▸ **Quellenauszug**:
Noch überziehen sich die Meere der Polargebiete jedes Jahr für Wochen oder Monate mit einem gefrorenen Panzer. Doch der Klimawandel lässt dieses Meereis zunehmend schwinden.

Ein Blick in die Vergangenheit zeigt nun, welche drastischen Folgen das für die dortigen Ökosysteme haben kann: Beim Übergang von saisonal vereisten zu eisfreien Bedingungen kann sich demnach die komplette Lebensgemeinschaft verändern. Das schließt ein Team vom Alfred-Wegener-Institut in Potsdam aus der Analyse von alter DNA aus dem Meeresgrund. Solche Umbrüche können auch Konsequenzen für die Fischerei und das globale Klima haben, warnen die Fachleute im Wissenschaftsjournal Nature Communications.

Blick in die Vergangenheit vor 20.000 Jahren

Der Eisschwund in den Polarmeeren könnte der Beginn tiefgreifender Veränderungen im Ökosystem sein. „Welche langfristigen Folgen die geringe sommerliche Meereisbedeckung für die Meeresbewohner hat, ließ sich bisher nur schwer einschätzen, weil entsprechende Langzeituntersuchungen fehlten“, erklärt Prof. Dr. Ulrike Herzschuh, Leiterin der Forschungsgruppe Polare Terrestrische Umweltsysteme am Alfred-Wegener-Institut, Helmholtz-Zentrum für Polar- und Meeresforschung (AWI) in Potsdam. Im Team mit ihren AWI-Kolleginnen Heike Zimmermann und Kathleen Stoof-Leichsenring sowie Forschenden der Jacobs University Bremen und dem GEOMAR Helmholtz-Zentrum für Ozeanforschung Kiel hat sie jetzt einen Blick rund 20.000 Jahre zurück bis in die letzte Eiszeit geworfen.

Sedimente sind Archive der Klimageschichte

Informationen über die jeweiligen Umweltverhältnisse lassen sich aus den Ablagerungen herauslesen, die sich im Laufe der Jahrtausende am Grund des Meeres angesammelt haben. „Diese Sedimente sind ein natürliches Archiv der Klimageschichte“, sagt Ulrike Herzschuh. Wer das Material mit einem Bohrer an die Oberfläche holt, kann in den unterschiedlich alten Schichten die Spuren längst verstorbener Meeresbewohner finden. Mithilfe der sogenannten Shotgun-Sequenzierung hat das Team DNA von Vertretern aus 167 Familien von Meeresbewohnern gefunden, deren Lebensraum das Eis oder das freie Wasser ist. „Wir waren selbst überrascht, dass in diesen alten Sedimenten Informationen über das komplette Ökosystem stecken“, sagt Ulrike Herzschuh.

▸ **Ziel der Aufgabe**: Wie viele Familien von Meeresbewohnern konnte das Team laut Quellenauszug per Shotgun-Sequenzierung in der DNA nachweisen?

(Einträge im Datensatz)
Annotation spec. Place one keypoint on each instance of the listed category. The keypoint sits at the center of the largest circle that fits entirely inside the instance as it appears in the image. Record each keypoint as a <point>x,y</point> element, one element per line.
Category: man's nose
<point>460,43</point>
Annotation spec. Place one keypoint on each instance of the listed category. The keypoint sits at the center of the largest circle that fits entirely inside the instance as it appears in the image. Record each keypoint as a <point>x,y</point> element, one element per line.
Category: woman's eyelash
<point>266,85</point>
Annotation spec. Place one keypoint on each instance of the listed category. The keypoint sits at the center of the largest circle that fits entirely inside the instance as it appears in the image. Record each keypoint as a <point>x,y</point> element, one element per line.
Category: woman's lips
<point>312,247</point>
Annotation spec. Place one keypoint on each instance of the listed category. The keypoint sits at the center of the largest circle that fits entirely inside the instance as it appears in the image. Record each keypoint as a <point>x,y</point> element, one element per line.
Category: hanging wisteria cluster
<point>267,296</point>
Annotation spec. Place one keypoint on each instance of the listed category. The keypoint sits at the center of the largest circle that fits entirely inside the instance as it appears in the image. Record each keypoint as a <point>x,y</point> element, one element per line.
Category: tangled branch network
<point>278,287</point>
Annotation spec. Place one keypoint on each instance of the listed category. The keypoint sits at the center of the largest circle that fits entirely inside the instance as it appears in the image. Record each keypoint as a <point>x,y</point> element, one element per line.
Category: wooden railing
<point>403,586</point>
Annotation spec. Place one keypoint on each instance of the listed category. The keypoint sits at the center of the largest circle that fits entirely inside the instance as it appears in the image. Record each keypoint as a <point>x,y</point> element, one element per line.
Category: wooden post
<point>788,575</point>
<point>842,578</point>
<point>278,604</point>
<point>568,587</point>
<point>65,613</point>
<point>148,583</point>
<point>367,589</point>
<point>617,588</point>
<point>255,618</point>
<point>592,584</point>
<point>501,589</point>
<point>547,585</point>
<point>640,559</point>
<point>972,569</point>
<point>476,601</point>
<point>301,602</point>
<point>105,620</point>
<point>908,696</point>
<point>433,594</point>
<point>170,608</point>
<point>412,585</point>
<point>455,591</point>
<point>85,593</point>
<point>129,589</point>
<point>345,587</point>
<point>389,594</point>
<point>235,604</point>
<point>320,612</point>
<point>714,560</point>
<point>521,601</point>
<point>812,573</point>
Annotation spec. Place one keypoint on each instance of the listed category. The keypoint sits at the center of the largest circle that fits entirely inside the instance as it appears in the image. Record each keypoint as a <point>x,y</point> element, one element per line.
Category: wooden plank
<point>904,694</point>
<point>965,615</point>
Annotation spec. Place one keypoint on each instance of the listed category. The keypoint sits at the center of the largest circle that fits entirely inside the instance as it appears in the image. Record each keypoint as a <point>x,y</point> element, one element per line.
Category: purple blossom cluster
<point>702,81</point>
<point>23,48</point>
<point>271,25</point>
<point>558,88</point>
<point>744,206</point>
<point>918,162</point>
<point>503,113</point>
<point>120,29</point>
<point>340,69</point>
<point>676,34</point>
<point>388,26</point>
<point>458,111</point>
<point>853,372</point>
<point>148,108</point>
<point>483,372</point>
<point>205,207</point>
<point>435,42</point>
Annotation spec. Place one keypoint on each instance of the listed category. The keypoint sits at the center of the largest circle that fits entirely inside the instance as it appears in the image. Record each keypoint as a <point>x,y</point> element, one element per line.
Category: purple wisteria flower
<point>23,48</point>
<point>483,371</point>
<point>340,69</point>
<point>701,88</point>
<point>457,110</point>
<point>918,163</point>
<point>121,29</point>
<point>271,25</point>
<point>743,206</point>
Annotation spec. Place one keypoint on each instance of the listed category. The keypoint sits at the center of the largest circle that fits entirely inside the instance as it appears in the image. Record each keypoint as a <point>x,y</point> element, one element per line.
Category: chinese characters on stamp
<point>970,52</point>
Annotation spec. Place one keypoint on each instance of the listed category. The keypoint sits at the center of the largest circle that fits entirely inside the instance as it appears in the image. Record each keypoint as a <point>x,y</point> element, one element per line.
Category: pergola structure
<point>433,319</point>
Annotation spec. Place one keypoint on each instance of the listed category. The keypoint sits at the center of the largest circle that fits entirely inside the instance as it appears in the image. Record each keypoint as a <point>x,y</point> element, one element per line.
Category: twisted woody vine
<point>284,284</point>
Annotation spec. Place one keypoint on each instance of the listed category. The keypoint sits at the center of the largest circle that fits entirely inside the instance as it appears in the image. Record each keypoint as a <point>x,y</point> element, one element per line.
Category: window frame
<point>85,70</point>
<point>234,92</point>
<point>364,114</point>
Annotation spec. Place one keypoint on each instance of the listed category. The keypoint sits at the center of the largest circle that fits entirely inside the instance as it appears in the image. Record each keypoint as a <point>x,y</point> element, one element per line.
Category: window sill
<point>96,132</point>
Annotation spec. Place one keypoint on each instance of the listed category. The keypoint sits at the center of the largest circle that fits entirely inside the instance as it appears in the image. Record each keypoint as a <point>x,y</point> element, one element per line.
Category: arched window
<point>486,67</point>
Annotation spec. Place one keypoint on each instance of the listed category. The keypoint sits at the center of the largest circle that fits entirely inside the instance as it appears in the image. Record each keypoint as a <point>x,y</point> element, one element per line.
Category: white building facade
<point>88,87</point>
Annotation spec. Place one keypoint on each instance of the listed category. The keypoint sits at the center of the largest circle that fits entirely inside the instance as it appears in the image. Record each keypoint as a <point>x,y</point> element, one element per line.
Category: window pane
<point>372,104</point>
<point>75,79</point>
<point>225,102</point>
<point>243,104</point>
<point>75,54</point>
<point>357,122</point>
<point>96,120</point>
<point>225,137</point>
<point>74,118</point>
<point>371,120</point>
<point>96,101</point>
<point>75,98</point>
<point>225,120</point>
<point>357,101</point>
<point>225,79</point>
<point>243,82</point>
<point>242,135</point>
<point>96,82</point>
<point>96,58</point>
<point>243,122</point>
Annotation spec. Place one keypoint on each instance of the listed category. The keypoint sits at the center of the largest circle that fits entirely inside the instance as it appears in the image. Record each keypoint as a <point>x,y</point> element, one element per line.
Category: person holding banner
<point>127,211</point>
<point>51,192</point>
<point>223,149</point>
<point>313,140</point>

▸ **Ergebnis**: Das Team fand DNA von Vertretern aus 167 Familien von Meeresbewohnern.